Top 10 reasons why pay-for-performance sucks for SEO

18Jun07

Pay-for-performance SEOOK, here’s the top ten reasons why I think the performance-based pricing model is no good for SEO.

For SEO consultants

  1. You will lose your clients: As soon as they realize your competitors -including search engines- are offering slightly lower CPCs or CPLs, your clients will kiss you good-bye. Competing exclusively or mainly on price in an increasingly aggressive market is a recipe for failure.
  2. You will learn nothing: Because of the time/budget limits, you will tend to stick to cookie-cutter approaches, quick’n'dirty tricks and spammy tactics. Good SEO requires continuous testing and research, which the performance-based pricing model makes nearly impossible. As a result, the best people in your staff will leave the company out of frustration.

Records supplied =
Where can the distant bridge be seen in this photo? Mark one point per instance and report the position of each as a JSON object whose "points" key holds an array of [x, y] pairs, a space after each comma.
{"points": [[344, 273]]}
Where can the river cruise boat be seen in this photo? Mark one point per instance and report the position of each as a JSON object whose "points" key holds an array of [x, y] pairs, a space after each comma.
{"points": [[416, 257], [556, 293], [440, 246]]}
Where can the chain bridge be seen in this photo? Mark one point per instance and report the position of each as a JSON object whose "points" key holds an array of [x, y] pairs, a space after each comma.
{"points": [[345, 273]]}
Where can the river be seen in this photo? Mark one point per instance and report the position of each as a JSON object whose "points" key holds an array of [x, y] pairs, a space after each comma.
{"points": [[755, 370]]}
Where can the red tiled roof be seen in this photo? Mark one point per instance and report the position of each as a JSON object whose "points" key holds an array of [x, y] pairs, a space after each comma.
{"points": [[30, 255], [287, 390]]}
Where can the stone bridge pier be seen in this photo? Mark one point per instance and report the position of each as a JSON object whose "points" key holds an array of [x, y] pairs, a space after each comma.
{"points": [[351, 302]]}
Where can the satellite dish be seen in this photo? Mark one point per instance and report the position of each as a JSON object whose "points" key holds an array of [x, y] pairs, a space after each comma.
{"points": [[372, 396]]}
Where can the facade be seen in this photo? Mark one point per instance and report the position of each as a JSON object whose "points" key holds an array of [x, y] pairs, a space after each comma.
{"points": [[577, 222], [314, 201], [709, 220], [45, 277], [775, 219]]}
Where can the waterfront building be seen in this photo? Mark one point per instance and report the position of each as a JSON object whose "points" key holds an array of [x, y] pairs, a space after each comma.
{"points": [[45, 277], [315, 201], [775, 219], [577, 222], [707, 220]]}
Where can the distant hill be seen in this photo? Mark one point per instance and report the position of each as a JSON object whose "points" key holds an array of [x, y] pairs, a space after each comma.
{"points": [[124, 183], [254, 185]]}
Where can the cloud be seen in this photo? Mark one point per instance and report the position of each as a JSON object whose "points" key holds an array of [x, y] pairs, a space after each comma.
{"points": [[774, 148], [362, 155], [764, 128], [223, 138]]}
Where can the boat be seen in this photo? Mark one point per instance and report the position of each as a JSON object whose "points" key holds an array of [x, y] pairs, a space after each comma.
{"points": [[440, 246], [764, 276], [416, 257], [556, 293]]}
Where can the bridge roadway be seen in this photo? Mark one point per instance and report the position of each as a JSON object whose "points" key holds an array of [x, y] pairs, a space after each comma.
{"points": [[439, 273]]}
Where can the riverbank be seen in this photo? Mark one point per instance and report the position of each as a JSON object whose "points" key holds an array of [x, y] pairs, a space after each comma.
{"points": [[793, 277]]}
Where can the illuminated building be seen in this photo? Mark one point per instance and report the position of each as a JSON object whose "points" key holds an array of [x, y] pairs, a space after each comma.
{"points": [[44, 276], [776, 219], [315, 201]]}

Given problem = Pick up the post on why pay-for-performance pricing is bad for SEO right after its final sentence, and keep writing it.

Exercise answer =
  3. High risk: No matter how scrupulous you are, you know there’s always a chance that a number of things go wrong when dealing with web sites and search engines. Shit happens. With a 100% performance-based contract, you might not even see any money at all. Can your business afford to bear all the risk?
  4. All the big media agencies (most of which hardly know anything about search engine marketing) are going to offer “pay-for-performance SEO” soon: That’s why you should not. If you want you business to survive in the next few years, that is.
  5. SEO is not keyword advertising: The pay-for-performance pricing model is good for services where “performance” is trivially defined and easily tracked –which is simply not the case with organic search marketing. So let’s leave CPC to the AdWords folks, please.

For clients

  1. High fraud risk: With a CPC-based SEO contract, junk traffic and zero conversions are just a few click(bot)s away.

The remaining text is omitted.